• [СПИСОК ЗАДАНИЙ]
1. Перечислите все вопросы, которые, по словам НХ, составляли повестку протеста в тексте ниже.
2. Верните дословно отрывок из текста ниже: начните с места, где стоят слова «НХ: – Они не», и остановитесь после слов «человек сейчас сидит?».

***** ТЕКСТ

НХ: – Ну да, а она не работает, это совсем другая природа протеста, она спровоцирована другим, у нее нет политических лидеров. И более того, как только появлялся политический лидер, который пытался продекларировать какую-то повестку, его тут же, что называется, отстреливали, потому что он портил поляну. У нас были вопросы: отстранение от власти Луки – он уходит, объявление новых президентских выборов, освобождение политзаключенных – всё, три вопроса. Больше не может быть никаких вопросов. Не может быть вопроса о том, будет земля продаваться или нет, о вступлении в НАТО – насрать на это, никому не интересно.

Потому это точно так же, как на одном из эфиров эксперт назвал Лукашенко Бацькой, я спросил – у вас отчество Александрович, наверное? То есть все и в Украине, и в России, все эксперты считают, что белорусы называют Лукашенко Бацькой, а его так не зовут с девяносто седьмого года. То есть это как раз перекосы в лености получения информации.

ЮС: – Наверное, не только в лености, но и в создании информационных каналов по этому поводу.

НХ: – Ну да, стереотипы, стереотипы во многом.

ЮС: – Смотри, как интересно, ведь, наверное, главным достижением всех этих протестов, с технологической точки зрения, стало появление Телеграм-канала «Нехта», бренда, который теперь знают во всем мире

НХ: – Да, но тут тоже нужно понять очень принципиальную и важную вещь. На сегодняшний день от канала «Нехта» идет планомерный большой отток аудитории. И приток аудитории к реально независимым СМИ: Радио Свобода, Белсат, которые работают в режиме СМИ – то есть имея ответственность за предоставленную информацию. Потому что это простая тоже штука – белорусы читали «Нехту», потому что там говорилось, когда будут проходить акции, где кто собирается, но прошло время – и повестка сменилась. И самое интересное – «Нехта» выдавала несколько таких акций, на которые люди решали идти по-другому, и возникал внутренний конфликт противоречия. Это было как раз, когда история начала переходить в дворовые чаты. Дворовые чаты стали сами определять стратегию. То есть подбрасывалась идея, какая будет акция в следующее воскресенье, дворовые чаты с собой и внутри себя переговаривались, решали стратегию, это тот самый блокчейн-протест. И «Нехта» оставалась в стороне.

ЮС: – А вот этот отток ты не связываешь с тем, что протесты-то пошли на убыль?

НХ: – Они не пошли на убыль, они не могут пойти на убыль. Потому что, если ты смотришь, например, «Нехту», то увидишь, как каждый день проходят акции, каждый день, то есть нет дня такого, чтобы не было акции. Вот сто семьдесят или сколько-то там суток акции идут и идут, но они, как бы это правильно сказать, сместились. Маховик репрессий работает по-другому, сейчас уже тебе дают уголовный срок, сразу дают полтора года, два года посадки. Это совершенно другая история.

ЮС: – Сколько человек сейчас сидит?

**********
***** ИЗВЛЕЧЁННЫЕ ДАННЫЕ

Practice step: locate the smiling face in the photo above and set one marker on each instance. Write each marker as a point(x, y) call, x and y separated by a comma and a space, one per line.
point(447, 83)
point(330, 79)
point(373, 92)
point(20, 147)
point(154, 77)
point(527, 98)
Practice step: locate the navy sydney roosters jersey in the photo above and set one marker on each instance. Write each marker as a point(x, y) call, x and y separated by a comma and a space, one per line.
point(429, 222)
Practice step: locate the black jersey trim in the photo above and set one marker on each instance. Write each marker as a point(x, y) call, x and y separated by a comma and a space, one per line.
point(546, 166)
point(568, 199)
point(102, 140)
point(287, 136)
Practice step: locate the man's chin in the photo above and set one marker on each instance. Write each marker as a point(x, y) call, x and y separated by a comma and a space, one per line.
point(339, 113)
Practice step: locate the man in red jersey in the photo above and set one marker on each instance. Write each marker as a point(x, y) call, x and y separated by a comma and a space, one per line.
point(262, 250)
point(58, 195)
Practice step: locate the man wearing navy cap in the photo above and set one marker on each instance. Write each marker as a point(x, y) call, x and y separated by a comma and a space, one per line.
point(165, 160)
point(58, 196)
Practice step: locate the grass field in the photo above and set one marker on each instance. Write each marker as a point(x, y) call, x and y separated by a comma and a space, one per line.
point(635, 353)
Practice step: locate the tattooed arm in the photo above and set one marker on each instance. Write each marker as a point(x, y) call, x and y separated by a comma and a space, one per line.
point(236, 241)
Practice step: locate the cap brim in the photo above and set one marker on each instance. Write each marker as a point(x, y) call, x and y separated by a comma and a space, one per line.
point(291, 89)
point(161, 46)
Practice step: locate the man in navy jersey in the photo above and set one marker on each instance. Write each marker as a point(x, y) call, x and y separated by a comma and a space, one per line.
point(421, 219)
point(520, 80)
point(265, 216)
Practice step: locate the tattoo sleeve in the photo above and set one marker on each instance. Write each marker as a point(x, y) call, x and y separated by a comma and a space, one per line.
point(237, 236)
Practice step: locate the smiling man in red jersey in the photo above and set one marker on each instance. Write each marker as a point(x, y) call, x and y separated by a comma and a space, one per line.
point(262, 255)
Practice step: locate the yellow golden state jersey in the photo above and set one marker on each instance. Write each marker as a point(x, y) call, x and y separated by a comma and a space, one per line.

**********

• [ОТВЕТЫ]
1.
1. Отстранение от власти Луки.
2. Объявление новых президентских выборов.
3. Освобождение политзаключенных.

2.
НХ: – Они не пошли на убыль, они не могут пойти на убыль. Потому что, если ты смотришь, например, «Нехту», то увидишь, как каждый день проходят акции, каждый день, то есть нет дня такого, чтобы не было акции. Вот сто семьдесят или сколько-то там суток акции идут и идут, но они, как бы это правильно сказать, сместились. Маховик репрессий работает по-другому, сейчас уже тебе дают уголовный срок, сразу дают полтора года, два года посадки. Это совершенно другая история.

ЮС: – Сколько человек сейчас сидит?